◆ Document section ◆
DOI: 10.4230/LIPIcs.CSL.2022.7

Optimal Strategies in Concurrent Reachability Games

Authors: Benjamin Bordais, Patricia Bouyer, and Stéphane Le Roux

Published in: LIPIcs, Volume 216, 30th EACSL Annual Conference on Computer Science Logic (CSL 2022)

Abstract

We study two-player reachability games on finite graphs. At each state the interaction between the players is concurrent and there is a stochastic Nature. Players also play stochastically. The literature tells us that 1) Player 𝖡, who wants to avoid the target state, has a positional strategy that maximizes the probability to win (uniformly from every state) and 2) from every state, for every ε > 0, Player 𝖠 has a strategy that maximizes up to ε the probability to win. Our work is two-fold. First, we present a double-fixed-point procedure that says from which state Player 𝖠 has a strategy that maximizes (exactly) the probability to win. This is computable if Nature’s probability distributions are rational. We call these states maximizable. Moreover, we show that for every ε > 0, Player 𝖠 has a positional strategy that maximizes the probability to win, exactly from maximizable states and up to ε from sub-maximizable states. Second, we consider three-state games with one main state, one target, and one bin. We characterize the local interactions at the main state that guarantee the existence of an optimal Player 𝖠 strategy. In this case there is a positional one. It turns out that in many-state games, these local interactions also guarantee the existence of a uniform optimal Player 𝖠 strategy. In a way, these games are well-behaved by design of their elementary bricks, the local interactions. It is decidable whether a local interaction has this desirable property.

◆ Supplied material ◆
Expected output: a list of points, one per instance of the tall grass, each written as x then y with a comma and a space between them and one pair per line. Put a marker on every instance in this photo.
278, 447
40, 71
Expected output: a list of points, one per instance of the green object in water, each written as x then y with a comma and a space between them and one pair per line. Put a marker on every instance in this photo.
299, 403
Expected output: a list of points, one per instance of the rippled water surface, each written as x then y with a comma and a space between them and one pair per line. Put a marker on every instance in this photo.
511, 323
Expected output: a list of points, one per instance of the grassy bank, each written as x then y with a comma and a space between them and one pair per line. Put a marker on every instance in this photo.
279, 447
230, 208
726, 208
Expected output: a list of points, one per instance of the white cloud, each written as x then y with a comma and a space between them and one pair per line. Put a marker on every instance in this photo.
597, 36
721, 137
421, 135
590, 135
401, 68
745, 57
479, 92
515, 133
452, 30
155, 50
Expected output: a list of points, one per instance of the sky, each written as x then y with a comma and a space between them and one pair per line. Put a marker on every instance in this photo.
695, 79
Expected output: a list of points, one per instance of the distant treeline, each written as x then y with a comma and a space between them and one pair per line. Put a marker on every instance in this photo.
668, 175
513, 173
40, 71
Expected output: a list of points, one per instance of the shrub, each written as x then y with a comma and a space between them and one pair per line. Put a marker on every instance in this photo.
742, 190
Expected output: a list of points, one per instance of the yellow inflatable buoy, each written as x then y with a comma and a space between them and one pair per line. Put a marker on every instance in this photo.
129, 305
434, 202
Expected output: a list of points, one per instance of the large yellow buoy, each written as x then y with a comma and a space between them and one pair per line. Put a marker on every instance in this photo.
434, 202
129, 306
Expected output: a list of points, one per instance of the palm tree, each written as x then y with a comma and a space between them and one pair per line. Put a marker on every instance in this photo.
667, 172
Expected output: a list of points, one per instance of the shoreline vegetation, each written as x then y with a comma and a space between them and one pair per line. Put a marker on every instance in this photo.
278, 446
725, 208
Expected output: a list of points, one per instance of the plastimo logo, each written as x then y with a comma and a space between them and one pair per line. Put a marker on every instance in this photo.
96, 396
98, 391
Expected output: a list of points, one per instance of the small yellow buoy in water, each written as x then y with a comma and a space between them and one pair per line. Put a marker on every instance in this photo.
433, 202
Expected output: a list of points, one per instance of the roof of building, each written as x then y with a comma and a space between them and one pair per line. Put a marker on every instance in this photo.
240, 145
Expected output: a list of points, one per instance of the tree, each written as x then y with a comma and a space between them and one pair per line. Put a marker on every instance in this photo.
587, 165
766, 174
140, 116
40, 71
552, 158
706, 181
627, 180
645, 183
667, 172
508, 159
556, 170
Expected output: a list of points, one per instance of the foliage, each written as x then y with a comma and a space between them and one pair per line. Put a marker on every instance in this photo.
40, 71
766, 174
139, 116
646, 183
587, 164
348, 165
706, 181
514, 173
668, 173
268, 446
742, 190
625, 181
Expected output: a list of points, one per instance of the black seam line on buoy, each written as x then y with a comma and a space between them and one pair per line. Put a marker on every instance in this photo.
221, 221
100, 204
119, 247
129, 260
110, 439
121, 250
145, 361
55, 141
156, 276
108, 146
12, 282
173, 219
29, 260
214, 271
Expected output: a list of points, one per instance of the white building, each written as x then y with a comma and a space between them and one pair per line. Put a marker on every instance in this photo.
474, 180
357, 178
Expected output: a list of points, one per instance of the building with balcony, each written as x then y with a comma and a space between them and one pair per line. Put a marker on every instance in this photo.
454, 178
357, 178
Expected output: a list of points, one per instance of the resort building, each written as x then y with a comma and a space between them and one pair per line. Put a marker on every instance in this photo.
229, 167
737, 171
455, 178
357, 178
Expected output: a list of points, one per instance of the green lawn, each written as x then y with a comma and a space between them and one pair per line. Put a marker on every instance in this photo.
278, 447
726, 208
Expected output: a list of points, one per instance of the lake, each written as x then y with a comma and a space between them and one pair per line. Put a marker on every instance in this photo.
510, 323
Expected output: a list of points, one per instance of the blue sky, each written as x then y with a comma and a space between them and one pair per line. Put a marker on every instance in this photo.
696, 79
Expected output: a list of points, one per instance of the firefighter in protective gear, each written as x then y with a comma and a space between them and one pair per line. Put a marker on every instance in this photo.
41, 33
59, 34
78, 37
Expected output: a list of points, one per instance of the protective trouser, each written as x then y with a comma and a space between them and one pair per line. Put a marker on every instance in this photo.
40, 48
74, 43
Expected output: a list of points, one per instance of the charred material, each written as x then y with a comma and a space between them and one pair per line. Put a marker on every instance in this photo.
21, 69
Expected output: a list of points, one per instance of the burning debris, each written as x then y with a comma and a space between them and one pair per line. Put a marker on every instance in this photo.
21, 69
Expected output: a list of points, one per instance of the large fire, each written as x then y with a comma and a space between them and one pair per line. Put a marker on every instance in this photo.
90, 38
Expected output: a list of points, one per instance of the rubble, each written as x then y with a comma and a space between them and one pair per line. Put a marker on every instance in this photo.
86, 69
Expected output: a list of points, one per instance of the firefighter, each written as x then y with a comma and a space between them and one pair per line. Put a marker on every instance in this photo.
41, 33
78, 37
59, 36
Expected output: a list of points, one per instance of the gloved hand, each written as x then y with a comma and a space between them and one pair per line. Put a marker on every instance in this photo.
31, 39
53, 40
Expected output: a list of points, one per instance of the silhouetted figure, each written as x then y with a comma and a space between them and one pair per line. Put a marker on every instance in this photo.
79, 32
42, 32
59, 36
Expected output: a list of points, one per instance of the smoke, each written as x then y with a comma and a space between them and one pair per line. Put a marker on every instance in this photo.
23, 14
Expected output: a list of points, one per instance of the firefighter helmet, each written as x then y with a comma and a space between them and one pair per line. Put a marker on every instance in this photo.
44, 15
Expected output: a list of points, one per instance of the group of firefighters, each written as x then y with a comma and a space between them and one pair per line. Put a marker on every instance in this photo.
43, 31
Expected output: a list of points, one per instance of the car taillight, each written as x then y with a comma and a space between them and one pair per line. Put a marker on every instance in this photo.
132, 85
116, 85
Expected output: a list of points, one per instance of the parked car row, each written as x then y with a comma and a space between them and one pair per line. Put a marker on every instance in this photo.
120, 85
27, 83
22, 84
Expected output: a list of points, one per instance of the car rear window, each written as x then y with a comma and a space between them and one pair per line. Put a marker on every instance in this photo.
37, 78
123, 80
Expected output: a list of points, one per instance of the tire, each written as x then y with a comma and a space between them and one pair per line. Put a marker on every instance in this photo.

◆ What is required ◆
Can you copy word for word the stretch of the concurrent reachability games abstract starting with "DOI: 10.4230/LIPIcs.CSL.2022.7" and going on through "Logic (CSL 2022)"?

◆ Solution below ◆
DOI: 10.4230/LIPIcs.CSL.2022.7

Optimal Strategies in Concurrent Reachability Games

Authors: Benjamin Bordais, Patricia Bouyer, and Stéphane Le Roux

Published in: LIPIcs, Volume 216, 30th EACSL Annual Conference on Computer Science Logic (CSL 2022)